▶ Stated task
Please report every line in the rows below that contains the string "table", copying each such line in full. Case counts.

▶ Dataset entries
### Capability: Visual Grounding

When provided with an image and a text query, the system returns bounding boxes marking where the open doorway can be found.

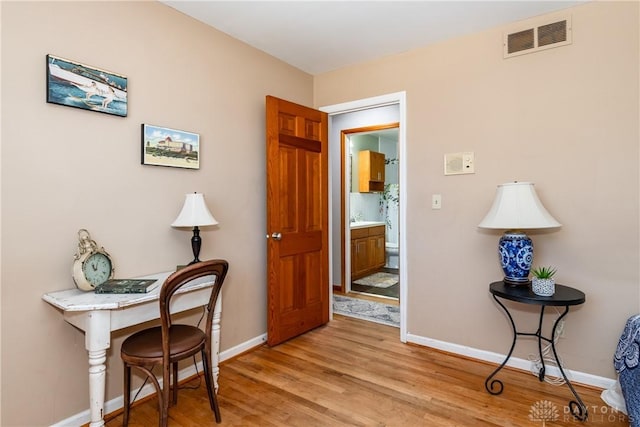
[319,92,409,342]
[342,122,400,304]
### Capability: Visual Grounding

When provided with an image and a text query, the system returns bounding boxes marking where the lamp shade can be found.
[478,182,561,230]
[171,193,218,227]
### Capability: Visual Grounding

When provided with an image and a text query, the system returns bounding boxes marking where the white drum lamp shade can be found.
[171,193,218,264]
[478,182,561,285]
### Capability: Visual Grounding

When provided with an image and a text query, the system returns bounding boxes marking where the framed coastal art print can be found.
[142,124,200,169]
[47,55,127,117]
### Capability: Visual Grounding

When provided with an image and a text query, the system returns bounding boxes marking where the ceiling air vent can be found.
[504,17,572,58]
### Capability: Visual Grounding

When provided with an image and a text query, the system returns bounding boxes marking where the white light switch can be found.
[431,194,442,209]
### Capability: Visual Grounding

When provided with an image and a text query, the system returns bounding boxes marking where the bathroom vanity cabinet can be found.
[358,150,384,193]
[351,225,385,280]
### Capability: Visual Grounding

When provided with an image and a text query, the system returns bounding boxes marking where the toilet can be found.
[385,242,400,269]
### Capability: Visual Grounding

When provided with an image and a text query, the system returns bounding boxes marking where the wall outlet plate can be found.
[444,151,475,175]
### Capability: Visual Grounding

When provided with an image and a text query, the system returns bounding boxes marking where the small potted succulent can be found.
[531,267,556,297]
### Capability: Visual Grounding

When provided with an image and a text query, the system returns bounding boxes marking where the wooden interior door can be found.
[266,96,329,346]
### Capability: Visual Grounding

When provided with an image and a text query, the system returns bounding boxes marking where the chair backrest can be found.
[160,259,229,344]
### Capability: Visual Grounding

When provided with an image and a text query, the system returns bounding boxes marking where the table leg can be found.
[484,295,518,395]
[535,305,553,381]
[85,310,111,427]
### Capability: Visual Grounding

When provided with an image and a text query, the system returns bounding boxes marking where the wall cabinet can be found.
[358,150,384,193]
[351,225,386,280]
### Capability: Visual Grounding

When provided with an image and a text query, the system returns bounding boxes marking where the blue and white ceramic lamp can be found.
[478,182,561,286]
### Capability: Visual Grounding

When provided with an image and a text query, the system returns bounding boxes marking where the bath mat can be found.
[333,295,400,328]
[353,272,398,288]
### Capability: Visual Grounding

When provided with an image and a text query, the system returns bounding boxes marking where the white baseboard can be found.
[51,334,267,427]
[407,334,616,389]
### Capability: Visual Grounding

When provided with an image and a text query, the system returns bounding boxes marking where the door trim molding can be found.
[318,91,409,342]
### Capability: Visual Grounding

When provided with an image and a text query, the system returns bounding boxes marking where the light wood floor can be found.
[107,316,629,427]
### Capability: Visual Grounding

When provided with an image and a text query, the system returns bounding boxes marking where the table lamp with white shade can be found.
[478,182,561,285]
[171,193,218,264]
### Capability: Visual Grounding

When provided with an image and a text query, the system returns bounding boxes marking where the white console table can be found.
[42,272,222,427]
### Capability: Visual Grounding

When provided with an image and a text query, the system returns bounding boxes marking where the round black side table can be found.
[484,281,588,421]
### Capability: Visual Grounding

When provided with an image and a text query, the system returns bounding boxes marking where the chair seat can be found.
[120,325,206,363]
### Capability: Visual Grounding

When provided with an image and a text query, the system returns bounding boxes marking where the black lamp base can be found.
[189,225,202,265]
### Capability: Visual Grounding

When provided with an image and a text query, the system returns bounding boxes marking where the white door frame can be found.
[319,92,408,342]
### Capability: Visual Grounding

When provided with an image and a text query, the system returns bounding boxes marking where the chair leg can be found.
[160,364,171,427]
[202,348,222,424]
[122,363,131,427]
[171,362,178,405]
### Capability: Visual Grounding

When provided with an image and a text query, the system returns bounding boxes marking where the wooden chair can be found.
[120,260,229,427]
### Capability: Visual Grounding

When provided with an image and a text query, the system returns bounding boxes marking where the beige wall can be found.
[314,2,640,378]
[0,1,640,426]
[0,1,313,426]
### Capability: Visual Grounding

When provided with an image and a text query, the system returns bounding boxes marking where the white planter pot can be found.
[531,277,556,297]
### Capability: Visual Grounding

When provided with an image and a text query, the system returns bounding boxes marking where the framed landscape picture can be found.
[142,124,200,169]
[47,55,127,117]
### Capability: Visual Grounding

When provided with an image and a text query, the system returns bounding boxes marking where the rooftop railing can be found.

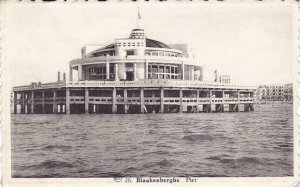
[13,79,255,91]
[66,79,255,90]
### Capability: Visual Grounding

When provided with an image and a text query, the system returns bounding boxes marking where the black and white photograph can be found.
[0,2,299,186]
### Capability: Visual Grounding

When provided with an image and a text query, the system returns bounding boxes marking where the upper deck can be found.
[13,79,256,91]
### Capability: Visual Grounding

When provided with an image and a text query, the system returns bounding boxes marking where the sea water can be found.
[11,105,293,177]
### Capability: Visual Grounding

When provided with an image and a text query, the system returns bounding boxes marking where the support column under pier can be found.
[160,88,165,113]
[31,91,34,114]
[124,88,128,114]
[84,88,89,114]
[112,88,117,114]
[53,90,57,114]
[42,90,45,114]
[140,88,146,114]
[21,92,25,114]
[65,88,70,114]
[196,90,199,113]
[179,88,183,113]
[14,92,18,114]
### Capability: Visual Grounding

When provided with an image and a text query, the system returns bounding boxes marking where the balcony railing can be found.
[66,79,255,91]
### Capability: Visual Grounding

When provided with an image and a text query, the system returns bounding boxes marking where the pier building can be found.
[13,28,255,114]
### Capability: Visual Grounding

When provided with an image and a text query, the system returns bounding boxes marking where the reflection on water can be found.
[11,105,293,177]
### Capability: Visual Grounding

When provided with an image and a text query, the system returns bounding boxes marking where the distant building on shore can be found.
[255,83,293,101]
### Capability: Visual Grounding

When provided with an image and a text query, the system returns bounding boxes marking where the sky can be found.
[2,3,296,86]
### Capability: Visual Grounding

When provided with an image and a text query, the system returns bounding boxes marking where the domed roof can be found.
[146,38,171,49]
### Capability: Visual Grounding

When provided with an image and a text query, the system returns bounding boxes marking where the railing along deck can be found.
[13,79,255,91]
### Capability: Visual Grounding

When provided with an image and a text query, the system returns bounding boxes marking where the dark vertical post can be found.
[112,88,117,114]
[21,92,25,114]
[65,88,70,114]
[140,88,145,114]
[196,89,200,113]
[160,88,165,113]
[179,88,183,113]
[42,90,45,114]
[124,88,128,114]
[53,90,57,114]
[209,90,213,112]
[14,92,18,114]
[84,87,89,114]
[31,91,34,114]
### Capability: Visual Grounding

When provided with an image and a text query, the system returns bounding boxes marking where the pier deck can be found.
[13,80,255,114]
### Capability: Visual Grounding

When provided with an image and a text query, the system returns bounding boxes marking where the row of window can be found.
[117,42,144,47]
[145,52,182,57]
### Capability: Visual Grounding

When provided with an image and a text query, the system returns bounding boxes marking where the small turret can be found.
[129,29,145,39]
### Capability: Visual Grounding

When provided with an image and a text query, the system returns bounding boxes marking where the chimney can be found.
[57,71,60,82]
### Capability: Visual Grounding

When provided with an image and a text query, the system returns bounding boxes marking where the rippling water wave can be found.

...

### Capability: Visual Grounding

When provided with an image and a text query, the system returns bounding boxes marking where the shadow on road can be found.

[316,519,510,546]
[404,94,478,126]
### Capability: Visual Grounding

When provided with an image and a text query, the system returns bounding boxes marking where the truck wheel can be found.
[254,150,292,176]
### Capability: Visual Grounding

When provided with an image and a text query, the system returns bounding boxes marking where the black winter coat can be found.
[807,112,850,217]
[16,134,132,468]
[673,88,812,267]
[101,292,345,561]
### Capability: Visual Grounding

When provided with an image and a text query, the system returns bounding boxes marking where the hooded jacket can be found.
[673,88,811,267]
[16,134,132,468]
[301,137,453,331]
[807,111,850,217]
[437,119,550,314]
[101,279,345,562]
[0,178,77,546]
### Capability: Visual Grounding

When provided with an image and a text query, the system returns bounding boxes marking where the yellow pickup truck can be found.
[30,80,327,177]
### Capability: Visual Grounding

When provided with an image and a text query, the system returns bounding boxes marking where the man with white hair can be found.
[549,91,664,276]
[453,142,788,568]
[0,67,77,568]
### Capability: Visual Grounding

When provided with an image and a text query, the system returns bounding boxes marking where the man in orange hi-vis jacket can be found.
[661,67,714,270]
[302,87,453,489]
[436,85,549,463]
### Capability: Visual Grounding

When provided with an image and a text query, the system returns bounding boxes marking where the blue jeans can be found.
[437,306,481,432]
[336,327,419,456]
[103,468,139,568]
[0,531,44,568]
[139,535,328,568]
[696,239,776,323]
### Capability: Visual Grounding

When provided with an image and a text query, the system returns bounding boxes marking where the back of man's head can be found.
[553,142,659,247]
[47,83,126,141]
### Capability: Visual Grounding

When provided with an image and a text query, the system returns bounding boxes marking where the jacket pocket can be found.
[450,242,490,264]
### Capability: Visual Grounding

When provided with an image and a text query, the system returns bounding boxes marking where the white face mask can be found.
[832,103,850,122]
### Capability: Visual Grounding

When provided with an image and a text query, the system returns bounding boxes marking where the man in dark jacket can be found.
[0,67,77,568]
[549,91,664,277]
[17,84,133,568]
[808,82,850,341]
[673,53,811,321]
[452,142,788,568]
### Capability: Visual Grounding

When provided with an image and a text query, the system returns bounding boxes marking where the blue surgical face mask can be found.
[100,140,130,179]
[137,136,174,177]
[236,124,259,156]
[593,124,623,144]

▶ Written answer
When provided with an image and a text query, the system returns bounding boxes marking where the table leg can be found.
When provided with an image and a text query, the system returns bounding boxes marking where the table lamp with white shade can be found.
When provided with an image and a text query, the system returns bounding boxes marking where the white console table can be found.
When provided with an image and a text query, the system returns bounding boxes marking where the round black side table can be found.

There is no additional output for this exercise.